Page text:
____

60 Days

If you had asked us two months ago where we wanted us to be as an organization today, we can say that we’re far more developed and operationalized than we thought we’d be this early. It’s not that we ever underestimated us – it was always easy to see that this is a winning team. But coming as far as we have, in as short a time as we did, seemed like an impossible task. But together, as a team, we’re getting there.  That’s a testament to the talent, skill and professionalism of every person – every teammate – here on CLDJ, and throughout the Horn of Africa.

As we build on these initial successes, it’s important that EACH OF US MAKES THIS DEPLOYMENT COUNT.  By giving it our all – doing our very best for ourselves and our team -- we EARN the right to be here, in this group, as part of this family.  When we do our very best, we make this deployment better for everyone here – and for everyone who comes after us.

As we reflect back on these past two months, and as we look ahead where we’re going, there are five main observations we’d like to share – five keys to our success – that we can continue to use to make this deployment count.

____

[Records of labeled points]
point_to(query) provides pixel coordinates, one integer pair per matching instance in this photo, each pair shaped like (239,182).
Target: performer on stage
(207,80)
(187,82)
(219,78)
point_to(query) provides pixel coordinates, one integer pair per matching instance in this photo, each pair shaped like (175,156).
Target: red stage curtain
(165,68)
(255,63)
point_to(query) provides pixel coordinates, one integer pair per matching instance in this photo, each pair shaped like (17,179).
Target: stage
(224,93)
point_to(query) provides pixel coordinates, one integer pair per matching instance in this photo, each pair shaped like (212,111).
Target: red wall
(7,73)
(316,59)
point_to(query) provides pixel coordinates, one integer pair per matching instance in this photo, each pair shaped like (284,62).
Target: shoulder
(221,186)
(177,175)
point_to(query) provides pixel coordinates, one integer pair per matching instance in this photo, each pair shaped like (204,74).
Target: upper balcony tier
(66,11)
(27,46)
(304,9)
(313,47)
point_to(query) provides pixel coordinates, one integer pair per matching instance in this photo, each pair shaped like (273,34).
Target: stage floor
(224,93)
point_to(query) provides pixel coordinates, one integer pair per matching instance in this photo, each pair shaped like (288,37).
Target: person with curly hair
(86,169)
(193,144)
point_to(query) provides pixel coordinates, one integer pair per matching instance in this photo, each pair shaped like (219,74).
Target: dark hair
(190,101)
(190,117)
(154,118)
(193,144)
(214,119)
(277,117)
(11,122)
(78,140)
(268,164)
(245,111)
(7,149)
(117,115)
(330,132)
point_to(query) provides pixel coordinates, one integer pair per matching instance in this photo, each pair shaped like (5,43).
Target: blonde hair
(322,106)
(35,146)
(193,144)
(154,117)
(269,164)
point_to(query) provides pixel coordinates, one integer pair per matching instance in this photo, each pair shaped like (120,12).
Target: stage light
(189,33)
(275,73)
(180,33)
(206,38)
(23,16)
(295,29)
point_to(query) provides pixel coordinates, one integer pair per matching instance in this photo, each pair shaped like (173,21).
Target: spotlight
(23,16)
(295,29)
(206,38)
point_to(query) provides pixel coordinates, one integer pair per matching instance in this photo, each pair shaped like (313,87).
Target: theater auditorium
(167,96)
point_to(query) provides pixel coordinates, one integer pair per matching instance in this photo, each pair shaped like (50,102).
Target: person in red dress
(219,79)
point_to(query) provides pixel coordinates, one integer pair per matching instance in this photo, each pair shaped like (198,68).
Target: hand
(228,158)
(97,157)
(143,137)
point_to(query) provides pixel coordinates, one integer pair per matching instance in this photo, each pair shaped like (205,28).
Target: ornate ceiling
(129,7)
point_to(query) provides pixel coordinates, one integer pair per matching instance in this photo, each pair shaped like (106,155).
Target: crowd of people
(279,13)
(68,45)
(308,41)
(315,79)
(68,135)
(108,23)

____

What you need to do: Restate the message about the first 60 days word for word, from its header to its final sentence. The records play no part in this exercise.

Task answer:
60 Days

If you had asked us two months ago where we wanted us to be as an organization today, we can say that we’re far more developed and operationalized than we thought we’d be this early. It’s not that we ever underestimated us – it was always easy to see that this is a winning team. But coming as far as we have, in as short a time as we did, seemed like an impossible task. But together, as a team, we’re getting there.  That’s a testament to the talent, skill and professionalism of every person – every teammate – here on CLDJ, and throughout the Horn of Africa.

As we build on these initial successes, it’s important that EACH OF US MAKES THIS DEPLOYMENT COUNT.  By giving it our all – doing our very best for ourselves and our team -- we EARN the right to be here, in this group, as part of this family.  When we do our very best, we make this deployment better for everyone here – and for everyone who comes after us.

As we reflect back on these past two months, and as we look ahead where we’re going, there are five main observations we’d like to share – five keys to our success – that we can continue to use to make this deployment count.